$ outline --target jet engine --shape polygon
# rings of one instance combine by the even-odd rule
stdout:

++++

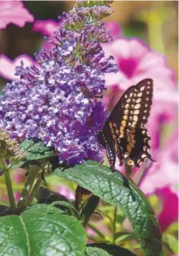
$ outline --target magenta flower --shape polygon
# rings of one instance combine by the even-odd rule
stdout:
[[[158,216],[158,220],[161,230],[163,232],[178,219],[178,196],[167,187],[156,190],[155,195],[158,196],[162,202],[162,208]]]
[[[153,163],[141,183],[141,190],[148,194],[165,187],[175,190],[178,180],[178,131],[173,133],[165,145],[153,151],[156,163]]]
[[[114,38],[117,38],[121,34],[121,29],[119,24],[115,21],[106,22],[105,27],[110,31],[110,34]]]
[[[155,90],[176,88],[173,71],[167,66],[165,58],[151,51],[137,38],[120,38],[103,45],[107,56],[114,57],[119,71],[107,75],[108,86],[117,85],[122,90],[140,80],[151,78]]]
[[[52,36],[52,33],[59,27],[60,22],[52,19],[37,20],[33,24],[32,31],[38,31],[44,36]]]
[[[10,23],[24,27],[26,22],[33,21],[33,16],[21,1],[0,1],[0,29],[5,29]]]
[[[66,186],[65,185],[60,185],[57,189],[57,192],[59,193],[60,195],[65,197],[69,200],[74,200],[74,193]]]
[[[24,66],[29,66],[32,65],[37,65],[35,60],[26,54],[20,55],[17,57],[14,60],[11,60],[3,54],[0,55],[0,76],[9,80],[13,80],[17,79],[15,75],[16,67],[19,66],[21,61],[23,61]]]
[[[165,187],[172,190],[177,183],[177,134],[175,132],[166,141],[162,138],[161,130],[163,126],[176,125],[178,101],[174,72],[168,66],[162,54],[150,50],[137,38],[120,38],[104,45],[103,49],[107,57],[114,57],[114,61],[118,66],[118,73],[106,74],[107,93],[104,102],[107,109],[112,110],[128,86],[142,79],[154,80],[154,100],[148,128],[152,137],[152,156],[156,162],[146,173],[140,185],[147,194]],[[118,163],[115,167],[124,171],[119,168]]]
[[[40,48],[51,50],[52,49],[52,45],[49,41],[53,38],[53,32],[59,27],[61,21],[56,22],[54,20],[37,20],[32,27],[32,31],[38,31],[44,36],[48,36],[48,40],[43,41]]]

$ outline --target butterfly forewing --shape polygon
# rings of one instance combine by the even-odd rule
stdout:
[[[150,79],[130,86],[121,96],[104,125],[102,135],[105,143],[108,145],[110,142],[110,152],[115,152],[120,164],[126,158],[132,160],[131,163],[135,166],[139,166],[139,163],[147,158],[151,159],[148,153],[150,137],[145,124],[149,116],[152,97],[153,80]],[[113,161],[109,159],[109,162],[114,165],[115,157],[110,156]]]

++++

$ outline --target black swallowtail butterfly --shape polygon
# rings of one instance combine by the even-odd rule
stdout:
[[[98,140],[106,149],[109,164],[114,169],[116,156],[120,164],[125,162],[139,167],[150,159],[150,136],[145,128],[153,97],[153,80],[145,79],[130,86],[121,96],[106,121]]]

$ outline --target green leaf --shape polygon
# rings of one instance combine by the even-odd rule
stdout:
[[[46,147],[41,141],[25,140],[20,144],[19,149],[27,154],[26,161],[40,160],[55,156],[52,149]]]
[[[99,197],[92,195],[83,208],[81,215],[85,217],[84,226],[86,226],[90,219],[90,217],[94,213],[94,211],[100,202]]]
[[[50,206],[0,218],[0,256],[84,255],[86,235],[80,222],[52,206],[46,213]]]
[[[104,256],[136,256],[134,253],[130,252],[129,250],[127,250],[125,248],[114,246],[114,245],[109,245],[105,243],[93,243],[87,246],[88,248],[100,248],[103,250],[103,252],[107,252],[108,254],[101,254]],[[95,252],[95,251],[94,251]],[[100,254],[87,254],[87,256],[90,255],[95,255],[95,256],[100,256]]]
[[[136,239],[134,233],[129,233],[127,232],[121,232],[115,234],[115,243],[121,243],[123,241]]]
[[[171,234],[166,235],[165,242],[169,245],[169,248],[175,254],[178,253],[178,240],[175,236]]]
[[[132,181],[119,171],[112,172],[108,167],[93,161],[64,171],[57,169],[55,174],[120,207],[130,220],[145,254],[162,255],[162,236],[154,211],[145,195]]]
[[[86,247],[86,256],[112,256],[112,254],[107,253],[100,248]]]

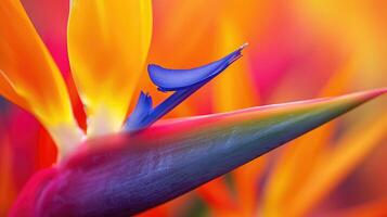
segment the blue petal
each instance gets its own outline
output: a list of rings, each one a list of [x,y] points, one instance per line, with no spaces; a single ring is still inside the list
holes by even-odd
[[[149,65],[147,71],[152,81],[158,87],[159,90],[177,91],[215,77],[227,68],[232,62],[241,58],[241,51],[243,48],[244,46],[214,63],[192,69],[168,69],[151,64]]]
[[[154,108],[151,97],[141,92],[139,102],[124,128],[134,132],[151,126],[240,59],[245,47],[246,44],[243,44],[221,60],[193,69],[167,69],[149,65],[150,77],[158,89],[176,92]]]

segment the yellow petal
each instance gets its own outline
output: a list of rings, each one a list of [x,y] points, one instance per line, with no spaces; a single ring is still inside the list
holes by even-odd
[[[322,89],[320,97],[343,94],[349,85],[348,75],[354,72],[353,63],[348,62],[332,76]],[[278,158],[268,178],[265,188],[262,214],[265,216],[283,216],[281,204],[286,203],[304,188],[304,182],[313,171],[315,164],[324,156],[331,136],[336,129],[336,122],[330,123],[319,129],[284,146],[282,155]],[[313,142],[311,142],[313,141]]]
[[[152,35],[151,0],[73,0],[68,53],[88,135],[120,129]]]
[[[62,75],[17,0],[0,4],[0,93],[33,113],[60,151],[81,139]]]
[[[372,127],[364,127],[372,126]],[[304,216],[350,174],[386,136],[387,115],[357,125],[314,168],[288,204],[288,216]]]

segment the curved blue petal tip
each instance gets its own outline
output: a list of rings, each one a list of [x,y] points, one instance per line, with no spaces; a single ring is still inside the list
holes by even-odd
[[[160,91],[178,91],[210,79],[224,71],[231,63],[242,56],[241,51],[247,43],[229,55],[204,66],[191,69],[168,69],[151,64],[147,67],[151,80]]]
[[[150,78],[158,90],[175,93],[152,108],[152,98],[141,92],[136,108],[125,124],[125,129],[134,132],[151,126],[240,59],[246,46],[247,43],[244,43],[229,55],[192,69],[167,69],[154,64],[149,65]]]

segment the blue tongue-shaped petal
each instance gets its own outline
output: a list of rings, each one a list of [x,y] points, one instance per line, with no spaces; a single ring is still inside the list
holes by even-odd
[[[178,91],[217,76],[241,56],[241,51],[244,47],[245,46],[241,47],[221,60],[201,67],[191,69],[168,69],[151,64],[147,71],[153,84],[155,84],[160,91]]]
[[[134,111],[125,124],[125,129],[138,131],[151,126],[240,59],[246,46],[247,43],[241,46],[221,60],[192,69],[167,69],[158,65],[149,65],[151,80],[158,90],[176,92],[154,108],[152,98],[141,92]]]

++++

§ **INSTRUCTION**:
Reproduce only the lines starting with the line with "butterfly --shape polygon" and going on through the line with "[[[86,247],[86,256],[112,256],[112,254],[107,253],[100,248]]]", swapping "green leaf" for "yellow leaf" and leaving everything else unchanged.

§ **SOLVED EXERCISE**:
$ outline --target black swallowtail butterfly --shape polygon
# rings of one instance combine by the even-odd rule
stdout:
[[[98,140],[106,149],[109,164],[114,169],[116,156],[120,164],[125,162],[139,167],[150,159],[150,136],[145,128],[153,97],[153,80],[145,79],[130,86],[121,96],[106,121]]]

$ outline --target yellow leaf --shape polygon
# rings of one instance combine by the even-odd rule
stdout:
[[[46,147],[41,141],[25,140],[20,144],[19,149],[27,154],[26,161],[40,160],[55,156],[52,149]]]
[[[99,197],[92,195],[83,208],[81,215],[85,217],[84,226],[86,226],[90,219],[90,217],[94,213],[94,211],[100,202]]]
[[[50,206],[0,218],[0,256],[84,255],[86,235],[80,222],[52,206],[46,213]]]
[[[104,256],[136,256],[134,253],[130,252],[129,250],[127,250],[125,248],[114,246],[114,245],[109,245],[105,243],[93,243],[87,246],[88,248],[100,248],[103,250],[103,252],[107,252],[108,254],[101,254]],[[95,252],[95,251],[94,251]],[[100,254],[87,254],[87,256],[90,255],[95,255],[95,256],[100,256]]]
[[[136,239],[134,233],[129,233],[127,232],[121,232],[115,234],[115,243],[121,243],[123,241]]]
[[[171,234],[166,235],[165,242],[169,245],[169,248],[175,254],[178,253],[178,240],[175,236]]]
[[[132,181],[119,171],[112,172],[108,167],[93,161],[64,171],[57,169],[55,174],[120,207],[130,220],[145,254],[162,255],[162,236],[154,211],[145,195]]]
[[[86,247],[86,256],[112,256],[112,254],[107,253],[100,248]]]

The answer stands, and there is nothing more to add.